--- RECORDS SHOWN Enclosed Below ---
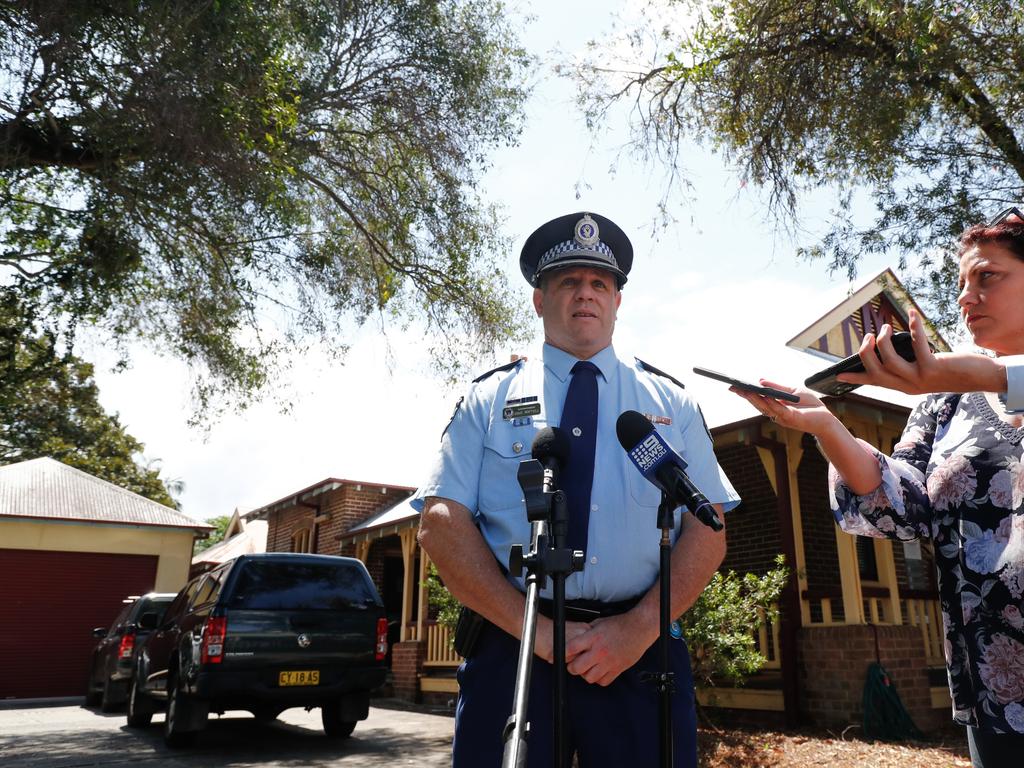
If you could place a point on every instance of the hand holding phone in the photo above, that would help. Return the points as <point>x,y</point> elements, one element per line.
<point>825,382</point>
<point>747,386</point>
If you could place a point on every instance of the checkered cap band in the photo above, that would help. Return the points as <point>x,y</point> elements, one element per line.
<point>601,251</point>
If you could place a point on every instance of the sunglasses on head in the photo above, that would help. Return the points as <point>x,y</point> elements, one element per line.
<point>1006,214</point>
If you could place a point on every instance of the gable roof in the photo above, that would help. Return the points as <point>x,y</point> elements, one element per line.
<point>242,538</point>
<point>46,488</point>
<point>882,299</point>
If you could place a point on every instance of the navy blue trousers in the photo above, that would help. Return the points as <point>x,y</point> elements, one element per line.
<point>612,726</point>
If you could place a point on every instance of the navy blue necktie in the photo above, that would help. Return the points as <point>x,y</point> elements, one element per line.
<point>580,421</point>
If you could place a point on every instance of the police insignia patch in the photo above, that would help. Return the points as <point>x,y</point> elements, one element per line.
<point>587,232</point>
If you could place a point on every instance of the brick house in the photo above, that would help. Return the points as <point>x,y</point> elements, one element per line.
<point>317,518</point>
<point>850,601</point>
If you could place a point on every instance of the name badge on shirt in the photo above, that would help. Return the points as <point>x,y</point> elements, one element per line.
<point>520,409</point>
<point>654,419</point>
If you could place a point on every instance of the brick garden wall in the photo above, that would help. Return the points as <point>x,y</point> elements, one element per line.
<point>834,663</point>
<point>407,658</point>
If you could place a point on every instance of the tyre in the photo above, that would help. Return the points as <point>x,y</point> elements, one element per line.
<point>334,726</point>
<point>139,711</point>
<point>179,729</point>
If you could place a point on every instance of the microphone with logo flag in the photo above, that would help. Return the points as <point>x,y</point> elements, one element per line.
<point>663,466</point>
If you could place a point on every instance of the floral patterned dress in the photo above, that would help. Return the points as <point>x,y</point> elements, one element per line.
<point>956,477</point>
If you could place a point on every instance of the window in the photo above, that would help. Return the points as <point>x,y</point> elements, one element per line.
<point>302,586</point>
<point>866,563</point>
<point>302,541</point>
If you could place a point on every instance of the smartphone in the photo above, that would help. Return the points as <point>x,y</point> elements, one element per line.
<point>824,381</point>
<point>747,386</point>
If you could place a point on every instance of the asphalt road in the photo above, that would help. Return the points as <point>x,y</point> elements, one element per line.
<point>73,736</point>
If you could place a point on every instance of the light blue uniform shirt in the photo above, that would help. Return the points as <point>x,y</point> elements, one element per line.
<point>480,454</point>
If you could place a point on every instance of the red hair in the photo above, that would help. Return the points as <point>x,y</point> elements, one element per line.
<point>1009,233</point>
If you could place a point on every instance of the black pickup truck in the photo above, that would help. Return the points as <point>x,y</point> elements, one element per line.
<point>263,633</point>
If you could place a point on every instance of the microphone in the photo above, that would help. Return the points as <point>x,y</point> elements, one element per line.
<point>663,466</point>
<point>551,446</point>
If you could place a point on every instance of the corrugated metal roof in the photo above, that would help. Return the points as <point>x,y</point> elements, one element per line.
<point>401,512</point>
<point>49,489</point>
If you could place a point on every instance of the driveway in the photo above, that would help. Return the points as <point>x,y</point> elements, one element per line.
<point>72,736</point>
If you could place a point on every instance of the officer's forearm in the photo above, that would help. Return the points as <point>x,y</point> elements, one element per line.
<point>695,556</point>
<point>467,565</point>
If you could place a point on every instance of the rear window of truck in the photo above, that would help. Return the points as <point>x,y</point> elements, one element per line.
<point>278,586</point>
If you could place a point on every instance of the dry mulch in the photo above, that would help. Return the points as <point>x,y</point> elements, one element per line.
<point>741,748</point>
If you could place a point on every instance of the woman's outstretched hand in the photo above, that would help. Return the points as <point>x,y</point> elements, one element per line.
<point>945,372</point>
<point>810,415</point>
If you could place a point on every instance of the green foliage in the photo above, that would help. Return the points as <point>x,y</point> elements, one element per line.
<point>439,598</point>
<point>913,103</point>
<point>721,627</point>
<point>49,407</point>
<point>232,180</point>
<point>215,537</point>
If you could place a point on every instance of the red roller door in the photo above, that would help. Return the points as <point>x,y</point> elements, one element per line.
<point>49,602</point>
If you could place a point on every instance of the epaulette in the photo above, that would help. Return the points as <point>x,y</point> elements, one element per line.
<point>506,367</point>
<point>658,372</point>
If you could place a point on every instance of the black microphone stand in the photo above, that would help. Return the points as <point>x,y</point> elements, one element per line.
<point>547,556</point>
<point>665,680</point>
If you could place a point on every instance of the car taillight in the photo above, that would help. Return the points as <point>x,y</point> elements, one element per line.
<point>127,644</point>
<point>381,639</point>
<point>213,640</point>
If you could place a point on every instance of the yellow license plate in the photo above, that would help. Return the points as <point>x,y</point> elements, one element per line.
<point>305,677</point>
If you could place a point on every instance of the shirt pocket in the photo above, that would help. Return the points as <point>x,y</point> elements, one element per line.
<point>505,446</point>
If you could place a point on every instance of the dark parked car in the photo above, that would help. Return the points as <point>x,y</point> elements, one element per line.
<point>264,633</point>
<point>114,657</point>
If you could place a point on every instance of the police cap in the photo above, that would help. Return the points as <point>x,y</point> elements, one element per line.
<point>577,240</point>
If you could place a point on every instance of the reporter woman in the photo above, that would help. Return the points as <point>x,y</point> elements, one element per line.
<point>955,477</point>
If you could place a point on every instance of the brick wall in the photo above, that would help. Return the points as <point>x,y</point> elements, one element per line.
<point>752,528</point>
<point>834,664</point>
<point>346,507</point>
<point>407,659</point>
<point>820,554</point>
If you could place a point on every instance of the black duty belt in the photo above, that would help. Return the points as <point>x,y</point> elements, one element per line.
<point>588,610</point>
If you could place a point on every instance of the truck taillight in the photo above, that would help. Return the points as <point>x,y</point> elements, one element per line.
<point>213,640</point>
<point>381,639</point>
<point>127,644</point>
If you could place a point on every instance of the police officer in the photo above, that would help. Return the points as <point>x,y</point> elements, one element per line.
<point>472,513</point>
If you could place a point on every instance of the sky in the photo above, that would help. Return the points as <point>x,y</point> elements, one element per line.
<point>720,289</point>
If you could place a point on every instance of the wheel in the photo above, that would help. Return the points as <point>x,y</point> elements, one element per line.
<point>139,712</point>
<point>334,726</point>
<point>112,697</point>
<point>179,730</point>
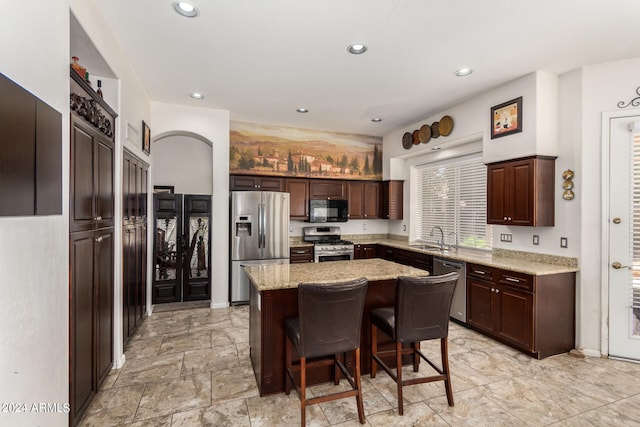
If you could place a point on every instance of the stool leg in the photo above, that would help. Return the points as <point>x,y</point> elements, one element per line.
<point>287,358</point>
<point>303,391</point>
<point>444,349</point>
<point>374,350</point>
<point>399,379</point>
<point>359,385</point>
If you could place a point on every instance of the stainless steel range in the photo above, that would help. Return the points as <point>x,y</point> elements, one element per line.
<point>327,244</point>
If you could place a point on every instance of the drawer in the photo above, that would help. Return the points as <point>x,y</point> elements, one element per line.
<point>517,280</point>
<point>480,271</point>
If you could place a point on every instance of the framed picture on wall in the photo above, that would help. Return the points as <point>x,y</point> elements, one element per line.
<point>506,118</point>
<point>146,138</point>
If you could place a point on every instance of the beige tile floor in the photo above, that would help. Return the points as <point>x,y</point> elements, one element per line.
<point>191,368</point>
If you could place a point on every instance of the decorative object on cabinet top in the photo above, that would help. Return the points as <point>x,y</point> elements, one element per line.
<point>635,102</point>
<point>506,118</point>
<point>90,106</point>
<point>567,184</point>
<point>427,132</point>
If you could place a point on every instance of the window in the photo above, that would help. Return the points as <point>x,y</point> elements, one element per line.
<point>452,194</point>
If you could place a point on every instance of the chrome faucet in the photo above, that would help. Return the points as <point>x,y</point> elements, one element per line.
<point>441,241</point>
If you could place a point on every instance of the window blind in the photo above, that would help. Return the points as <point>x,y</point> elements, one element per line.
<point>452,195</point>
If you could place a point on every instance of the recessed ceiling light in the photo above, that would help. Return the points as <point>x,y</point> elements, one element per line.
<point>461,72</point>
<point>185,9</point>
<point>357,49</point>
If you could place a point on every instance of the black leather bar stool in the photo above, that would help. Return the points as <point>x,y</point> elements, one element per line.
<point>328,324</point>
<point>421,313</point>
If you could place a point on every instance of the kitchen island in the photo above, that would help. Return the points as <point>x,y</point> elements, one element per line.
<point>274,297</point>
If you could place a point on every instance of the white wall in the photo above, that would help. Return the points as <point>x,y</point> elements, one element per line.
<point>213,126</point>
<point>184,162</point>
<point>34,310</point>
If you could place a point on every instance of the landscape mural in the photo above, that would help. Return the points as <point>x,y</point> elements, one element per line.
<point>258,149</point>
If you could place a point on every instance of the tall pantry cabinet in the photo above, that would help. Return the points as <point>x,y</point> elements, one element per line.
<point>91,247</point>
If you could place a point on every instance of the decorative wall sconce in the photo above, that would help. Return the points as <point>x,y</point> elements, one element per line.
<point>567,184</point>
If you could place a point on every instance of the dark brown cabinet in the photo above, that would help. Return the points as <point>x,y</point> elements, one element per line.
<point>364,199</point>
<point>392,199</point>
<point>521,192</point>
<point>134,243</point>
<point>298,190</point>
<point>327,189</point>
<point>91,245</point>
<point>364,251</point>
<point>534,314</point>
<point>255,183</point>
<point>30,153</point>
<point>300,254</point>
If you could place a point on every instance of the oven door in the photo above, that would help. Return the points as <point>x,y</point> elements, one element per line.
<point>333,256</point>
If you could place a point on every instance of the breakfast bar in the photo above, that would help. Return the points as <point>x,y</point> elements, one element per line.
<point>274,297</point>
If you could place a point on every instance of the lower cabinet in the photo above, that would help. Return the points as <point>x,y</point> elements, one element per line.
<point>91,316</point>
<point>134,278</point>
<point>534,314</point>
<point>300,254</point>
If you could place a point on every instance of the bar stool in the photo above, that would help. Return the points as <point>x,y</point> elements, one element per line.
<point>421,313</point>
<point>328,324</point>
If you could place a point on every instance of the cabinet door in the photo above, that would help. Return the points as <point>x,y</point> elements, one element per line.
<point>81,307</point>
<point>496,194</point>
<point>327,189</point>
<point>520,196</point>
<point>355,195</point>
<point>515,316</point>
<point>81,183</point>
<point>298,190</point>
<point>104,303</point>
<point>104,191</point>
<point>371,199</point>
<point>480,304</point>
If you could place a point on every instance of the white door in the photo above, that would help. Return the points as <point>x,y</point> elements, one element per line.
<point>624,237</point>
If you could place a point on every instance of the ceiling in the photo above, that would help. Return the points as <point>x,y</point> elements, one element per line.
<point>262,59</point>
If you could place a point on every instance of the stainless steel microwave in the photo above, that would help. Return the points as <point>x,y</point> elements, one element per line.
<point>322,210</point>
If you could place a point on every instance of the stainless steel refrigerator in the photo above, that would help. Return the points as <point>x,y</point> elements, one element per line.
<point>259,235</point>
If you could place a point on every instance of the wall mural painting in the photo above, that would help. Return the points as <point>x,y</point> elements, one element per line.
<point>282,151</point>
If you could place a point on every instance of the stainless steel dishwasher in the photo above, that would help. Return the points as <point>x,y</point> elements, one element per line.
<point>459,303</point>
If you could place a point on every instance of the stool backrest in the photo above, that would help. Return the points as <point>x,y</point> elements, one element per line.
<point>330,316</point>
<point>423,305</point>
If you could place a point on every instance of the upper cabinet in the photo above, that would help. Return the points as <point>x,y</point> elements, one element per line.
<point>364,199</point>
<point>327,189</point>
<point>298,189</point>
<point>30,154</point>
<point>521,191</point>
<point>392,199</point>
<point>255,183</point>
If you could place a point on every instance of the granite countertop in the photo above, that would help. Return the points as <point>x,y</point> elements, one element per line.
<point>283,276</point>
<point>522,262</point>
<point>518,261</point>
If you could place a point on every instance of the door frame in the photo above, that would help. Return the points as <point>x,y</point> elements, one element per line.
<point>607,116</point>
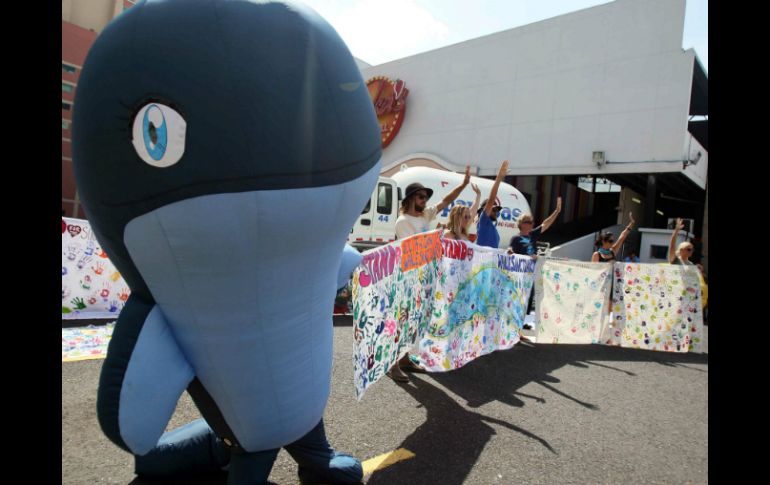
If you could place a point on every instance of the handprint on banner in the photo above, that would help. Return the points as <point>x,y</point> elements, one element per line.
<point>90,246</point>
<point>85,283</point>
<point>78,302</point>
<point>83,261</point>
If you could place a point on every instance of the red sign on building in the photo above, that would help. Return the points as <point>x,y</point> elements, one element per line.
<point>389,98</point>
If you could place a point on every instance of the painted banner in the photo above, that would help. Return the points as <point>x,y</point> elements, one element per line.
<point>393,291</point>
<point>572,301</point>
<point>453,300</point>
<point>479,305</point>
<point>85,343</point>
<point>91,287</point>
<point>656,307</point>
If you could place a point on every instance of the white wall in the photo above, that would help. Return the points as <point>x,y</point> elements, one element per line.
<point>544,96</point>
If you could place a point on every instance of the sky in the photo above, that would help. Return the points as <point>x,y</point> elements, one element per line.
<point>377,31</point>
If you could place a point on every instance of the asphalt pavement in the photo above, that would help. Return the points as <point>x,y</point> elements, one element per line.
<point>537,413</point>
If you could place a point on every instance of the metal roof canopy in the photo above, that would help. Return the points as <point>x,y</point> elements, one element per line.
<point>677,184</point>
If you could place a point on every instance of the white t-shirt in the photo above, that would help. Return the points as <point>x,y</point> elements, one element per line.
<point>407,225</point>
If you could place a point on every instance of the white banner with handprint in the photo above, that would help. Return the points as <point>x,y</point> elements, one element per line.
<point>91,287</point>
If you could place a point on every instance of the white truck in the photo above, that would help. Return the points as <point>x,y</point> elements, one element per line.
<point>377,223</point>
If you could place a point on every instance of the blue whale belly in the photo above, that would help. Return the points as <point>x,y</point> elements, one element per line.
<point>247,283</point>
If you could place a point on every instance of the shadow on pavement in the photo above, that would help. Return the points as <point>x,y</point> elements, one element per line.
<point>452,437</point>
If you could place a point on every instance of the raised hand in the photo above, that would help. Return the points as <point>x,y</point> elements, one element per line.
<point>504,168</point>
<point>78,302</point>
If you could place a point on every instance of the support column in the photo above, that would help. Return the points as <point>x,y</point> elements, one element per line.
<point>649,202</point>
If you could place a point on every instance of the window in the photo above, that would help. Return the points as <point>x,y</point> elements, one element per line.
<point>384,198</point>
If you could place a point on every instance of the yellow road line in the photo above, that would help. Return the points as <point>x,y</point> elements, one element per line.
<point>386,459</point>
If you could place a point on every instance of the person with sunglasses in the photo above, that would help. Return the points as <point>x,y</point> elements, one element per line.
<point>416,215</point>
<point>607,245</point>
<point>680,255</point>
<point>486,232</point>
<point>415,218</point>
<point>460,218</point>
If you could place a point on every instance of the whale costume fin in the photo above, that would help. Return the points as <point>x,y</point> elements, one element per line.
<point>143,376</point>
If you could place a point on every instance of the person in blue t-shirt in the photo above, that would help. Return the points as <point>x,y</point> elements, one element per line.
<point>526,241</point>
<point>486,232</point>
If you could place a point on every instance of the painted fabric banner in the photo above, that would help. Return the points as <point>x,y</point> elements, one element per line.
<point>85,343</point>
<point>91,287</point>
<point>393,291</point>
<point>480,304</point>
<point>656,307</point>
<point>572,300</point>
<point>454,300</point>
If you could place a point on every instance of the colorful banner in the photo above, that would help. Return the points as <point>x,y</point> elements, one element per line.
<point>479,305</point>
<point>656,307</point>
<point>91,287</point>
<point>454,300</point>
<point>572,301</point>
<point>392,303</point>
<point>85,343</point>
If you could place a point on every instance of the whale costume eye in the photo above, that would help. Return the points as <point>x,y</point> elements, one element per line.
<point>159,135</point>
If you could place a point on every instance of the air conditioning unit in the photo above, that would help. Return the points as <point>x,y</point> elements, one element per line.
<point>599,159</point>
<point>689,225</point>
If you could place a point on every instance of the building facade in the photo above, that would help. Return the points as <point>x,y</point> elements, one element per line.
<point>82,20</point>
<point>595,106</point>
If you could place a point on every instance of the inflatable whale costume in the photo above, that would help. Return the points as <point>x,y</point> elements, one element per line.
--- End of Enclosed RECORDS SHOWN ---
### WHAT IS EXPECTED:
Begin with the line that contains "of the building" and quote each line after it exactly, stopping after the last line of the data.

### WRITTEN ANSWER:
If you could place a point on every instance of the building facade in the photo above, that would help. Return the points as <point>x,y</point> elements, one element per line.
<point>82,20</point>
<point>595,106</point>
If you could place a point on every instance of the inflatable whale costume in the photo above, that would help. Return the points as <point>x,y</point> elements, one element per line.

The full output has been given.